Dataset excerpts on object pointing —
____

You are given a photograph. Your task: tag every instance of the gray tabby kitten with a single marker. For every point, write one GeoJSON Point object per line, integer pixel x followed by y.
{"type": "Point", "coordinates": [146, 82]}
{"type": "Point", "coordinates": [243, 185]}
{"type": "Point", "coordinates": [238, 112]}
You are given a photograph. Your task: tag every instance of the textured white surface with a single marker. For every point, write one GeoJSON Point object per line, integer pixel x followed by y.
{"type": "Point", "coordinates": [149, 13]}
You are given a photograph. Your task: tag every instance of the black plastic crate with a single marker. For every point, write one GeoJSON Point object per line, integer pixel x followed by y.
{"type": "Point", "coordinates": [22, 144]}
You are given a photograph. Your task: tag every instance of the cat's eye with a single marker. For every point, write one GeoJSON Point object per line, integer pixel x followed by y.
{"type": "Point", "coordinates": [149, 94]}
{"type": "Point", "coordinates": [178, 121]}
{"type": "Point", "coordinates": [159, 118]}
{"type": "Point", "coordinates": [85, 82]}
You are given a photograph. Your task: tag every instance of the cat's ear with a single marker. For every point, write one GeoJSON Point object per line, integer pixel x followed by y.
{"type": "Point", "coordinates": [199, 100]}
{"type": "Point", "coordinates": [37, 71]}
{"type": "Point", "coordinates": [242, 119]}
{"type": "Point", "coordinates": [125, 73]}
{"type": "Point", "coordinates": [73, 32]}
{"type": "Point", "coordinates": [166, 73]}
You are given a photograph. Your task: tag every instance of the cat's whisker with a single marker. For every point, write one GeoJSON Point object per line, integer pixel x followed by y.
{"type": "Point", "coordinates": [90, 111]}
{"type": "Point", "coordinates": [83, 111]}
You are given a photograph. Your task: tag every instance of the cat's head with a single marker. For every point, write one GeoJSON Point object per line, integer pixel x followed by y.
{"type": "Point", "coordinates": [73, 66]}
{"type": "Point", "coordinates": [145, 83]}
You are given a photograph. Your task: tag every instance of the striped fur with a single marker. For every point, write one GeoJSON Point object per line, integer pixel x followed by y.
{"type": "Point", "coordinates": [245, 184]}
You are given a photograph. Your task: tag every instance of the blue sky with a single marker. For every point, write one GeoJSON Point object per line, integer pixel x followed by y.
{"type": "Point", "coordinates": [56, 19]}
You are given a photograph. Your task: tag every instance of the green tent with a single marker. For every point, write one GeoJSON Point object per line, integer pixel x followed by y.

____

Description of the task — Return all of the above records exactly, leaving no line out.

Answer to the task —
You are given a photograph. Your task: tag every instance of the gray tabby kitten with a single marker. For every point, write one GeoJSON Point object per line, integer pixel x followed by y.
{"type": "Point", "coordinates": [146, 82]}
{"type": "Point", "coordinates": [243, 185]}
{"type": "Point", "coordinates": [238, 112]}
You are given a photograph. Your task: tag every instance of the textured white surface with a single marker. For every point, write one GeoJSON Point object per line, integer pixel x followed by y.
{"type": "Point", "coordinates": [149, 13]}
You are given a photograph. Your task: tag every instance of the black plastic crate with a single marker. For every point, write one GeoJSON Point object per line, integer pixel x followed by y.
{"type": "Point", "coordinates": [22, 144]}
You are given a photograph. Your task: tag every instance of the cat's eye with a single marker. For every point, write one GeoJSON Point object per line, integer pixel x followed by y.
{"type": "Point", "coordinates": [149, 94]}
{"type": "Point", "coordinates": [178, 121]}
{"type": "Point", "coordinates": [159, 118]}
{"type": "Point", "coordinates": [85, 82]}
You are given a photograph. Your task: tag every instance of the cat's ear with a single marker. For every point, write one GeoJSON Point object per line, integer pixel x followed by y.
{"type": "Point", "coordinates": [199, 100]}
{"type": "Point", "coordinates": [37, 71]}
{"type": "Point", "coordinates": [242, 119]}
{"type": "Point", "coordinates": [125, 73]}
{"type": "Point", "coordinates": [73, 32]}
{"type": "Point", "coordinates": [166, 73]}
You are given a photograph. Your task: tag every instance of the cat's whisker with a single marker. For every point, write one GeoJSON Point object per line, integer pixel x followed by y.
{"type": "Point", "coordinates": [90, 111]}
{"type": "Point", "coordinates": [83, 111]}
You are given a photograph. Your task: tag every instance of the cat's head with a single marker. For every point, write one GeoJSON Point object per line, integer pixel x followed by y.
{"type": "Point", "coordinates": [73, 66]}
{"type": "Point", "coordinates": [145, 83]}
You are given a photograph. Your task: tag every instance of the striped fur with a single marker. For every point, write one GeoJSON Point object per line, integer pixel x followed by y.
{"type": "Point", "coordinates": [245, 184]}
You are given a photograph. Your task: tag every instance of the blue sky with a single marker. For every point, write one GeoJSON Point object per line, integer pixel x followed by y.
{"type": "Point", "coordinates": [56, 19]}
You are given a photograph. Your task: tag every instance of the green tent with a single marker. For every point, write one GeoJSON Point object per line, integer pixel x followed by y.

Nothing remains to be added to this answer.